> TASK DIRECTIONS
Please repeat, from the entries that follow, the lines from the one containing "point(442, 749)" through the one containing "point(631, 652)" exactly, adding nothing.

> Stored records

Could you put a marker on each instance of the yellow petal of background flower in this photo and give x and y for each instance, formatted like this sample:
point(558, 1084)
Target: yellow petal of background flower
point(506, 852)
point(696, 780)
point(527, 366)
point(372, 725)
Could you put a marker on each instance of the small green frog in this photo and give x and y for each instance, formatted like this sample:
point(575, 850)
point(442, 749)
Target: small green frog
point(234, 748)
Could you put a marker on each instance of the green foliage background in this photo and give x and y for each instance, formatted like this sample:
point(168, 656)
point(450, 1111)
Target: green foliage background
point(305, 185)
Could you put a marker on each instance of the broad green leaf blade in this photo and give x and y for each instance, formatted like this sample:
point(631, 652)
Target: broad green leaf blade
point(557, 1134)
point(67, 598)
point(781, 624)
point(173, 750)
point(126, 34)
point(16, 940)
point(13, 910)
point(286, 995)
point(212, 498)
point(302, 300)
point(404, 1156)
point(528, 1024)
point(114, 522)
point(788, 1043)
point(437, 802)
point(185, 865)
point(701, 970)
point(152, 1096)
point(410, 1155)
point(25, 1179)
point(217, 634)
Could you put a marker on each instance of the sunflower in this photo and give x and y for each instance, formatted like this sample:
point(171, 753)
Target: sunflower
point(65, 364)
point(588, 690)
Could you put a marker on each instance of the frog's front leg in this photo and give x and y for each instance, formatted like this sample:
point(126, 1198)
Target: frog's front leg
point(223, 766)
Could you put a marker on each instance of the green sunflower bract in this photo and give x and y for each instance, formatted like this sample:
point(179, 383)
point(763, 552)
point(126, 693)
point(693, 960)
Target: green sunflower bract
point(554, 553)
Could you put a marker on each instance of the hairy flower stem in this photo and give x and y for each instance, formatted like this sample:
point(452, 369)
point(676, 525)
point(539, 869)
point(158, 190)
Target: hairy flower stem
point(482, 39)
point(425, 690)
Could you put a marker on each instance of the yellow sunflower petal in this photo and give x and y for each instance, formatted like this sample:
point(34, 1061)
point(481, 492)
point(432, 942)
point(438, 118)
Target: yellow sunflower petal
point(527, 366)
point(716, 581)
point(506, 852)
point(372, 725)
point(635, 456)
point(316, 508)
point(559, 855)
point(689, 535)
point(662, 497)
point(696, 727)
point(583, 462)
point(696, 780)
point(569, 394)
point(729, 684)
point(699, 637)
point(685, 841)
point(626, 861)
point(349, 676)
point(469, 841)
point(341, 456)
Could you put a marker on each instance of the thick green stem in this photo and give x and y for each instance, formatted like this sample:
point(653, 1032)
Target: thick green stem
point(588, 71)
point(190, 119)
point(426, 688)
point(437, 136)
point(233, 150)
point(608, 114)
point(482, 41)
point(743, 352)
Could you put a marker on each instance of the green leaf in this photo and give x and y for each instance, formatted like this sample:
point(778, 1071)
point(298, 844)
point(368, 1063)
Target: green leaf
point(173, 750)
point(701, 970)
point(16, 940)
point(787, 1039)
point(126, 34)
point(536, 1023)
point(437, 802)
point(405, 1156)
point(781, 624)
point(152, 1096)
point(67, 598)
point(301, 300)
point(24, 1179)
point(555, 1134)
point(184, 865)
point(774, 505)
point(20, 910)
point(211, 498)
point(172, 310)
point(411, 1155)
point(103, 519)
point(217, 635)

> EXPECTED OUTPUT
point(442, 749)
Target: small green frog
point(234, 748)
Could you put a marker on each instance of the green foliage background in this photo and give x and y for each instance, formatted like this sample:
point(168, 656)
point(450, 1111)
Target: green foliage background
point(305, 185)
Could you put a marker on each instance of the broad green leaf blade in this photo and give x and y for each instance, formatted like this sample:
point(631, 652)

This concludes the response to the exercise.